SHORT EXERCISE = Extend the forum discussion below about Master Gardener certification requirements and fees, picking up right after its last post.

DOCUMENT =
____________________

One of the things that prompted this question is just a coupla weeks ago the master gardeners were hosting a one day affair locally. There were to be two workshops, each 1 1/2 hrs long and the fee for the day was $75/person. I thot that was really steep.
Are the requirements for certification the same all over the country?
-- john (firstname.lastname@example.org), March 10, 2002.
IM taking the course now,,ILl let you know what the benifits are after Im done
-- Stan (email@example.com), March 10, 2002.
Hey John, How are ya? Around here (Washington State), the certification is free. I think it's something like 80 hours of class, and in return, you do 80 hours of volunteer work as a Master Gardener for the County Extension running the program. Have you checked with your extension service? I've heard of paying for workshops put on by Master Gardeners, but I've never heard of paying for the certification.
-- Laura Jensen (firstname.lastname@example.org), March 10, 2002.
I think the requirements are the same all over. Me and the wife both took the course here in Alabama about five years ago. 40 hours class time and then 40 hours vol time. Don't remember how much the class cost books and all around $60 each I think. Well worth it.
-- David in North Al (email@example.com), March 10, 2002.
Same requirement here in Florida, as far as hours, but I don't know if there is a fee for materials. I took the Master Composter class a few years ago and there was no fee for that.
-- Elizabeth (firstname.lastname@example.org), March 10, 2002.
Where do you people live? Here in Phoenix, AZ area the class is over $100. Seems a little steep to me.
-- Hank (email@example.com), March 10, 2002.
Laura: Sorry for the confusion. The seminar I referred to was being sponsored by the certified master gardeners for the general public, not as a requirement for certification. It seemed kinda pricey to me and I was wondering if they had some need to do fund raising.

____________________

RECORDED DATA =
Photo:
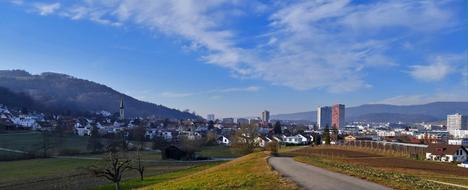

____________________

EXERCISE ANSWER =
-- john (firstname.lastname@example.org), March 10, 2002.
I am both a Master Gardener and Master Forest Owner in New York State. The MFO course was 5 days long with classes starting at 7:30 and going until 9:00 or 10:00 at night. Master Gardener course was one 8 hour class per week for 12 weeks. Master gardeners here have to donate 50 hours per year to volunteer projects. The advantages in my openion is the adventure you find in dealing with people who love gardening, as well as watching the faces of children when they learn about gardening and how things grow. Master Gardeners is sponsored by the extension service and in this state they are funded by a combination of State, Federal,& County money. They are also responsible for raising a substancial part of their operating funds themselves, thus the charges for some of the classes they offer.
-- Paul (email@example.com), March 11, 2002.
Here in Vermont, they are trying to make the Master Gardener program self-sustainable.....that means they charge a lot ;-) It's $215 for the class, book and print-outs. The course lasts for 14 weeks and is held at 15 interactive TV sites around Vermont.....making us all in class together.
As soon as I took the class, I shattered my ankle...ended up full of screws and metal plates, plus was in a cast for 3 years. Bummer! As soon as I was able to move around better, I became even more disabled with congestive heart failure. I have not kept up with my hours due.
I think I'll ask if they need someone who could answer questions by computer. I miss being useful and could handle that ;-)
-- Peace and Carrots Farm (firstname.lastname@example.org), March 11, 2002.
I had been planning to get my certification this year, if I had the money in the budget, (yes, it costs money here in NC, too), but due to budget constraints on the state level, they are CANCELLING the Master Gardener program. Can you believe it??? I may go up to VA and get certified in a few years if they don't start the program back up here.
-- gilly (email@example.com), March 11, 2002.
We have a program through Purdue University. Don't know the benes though...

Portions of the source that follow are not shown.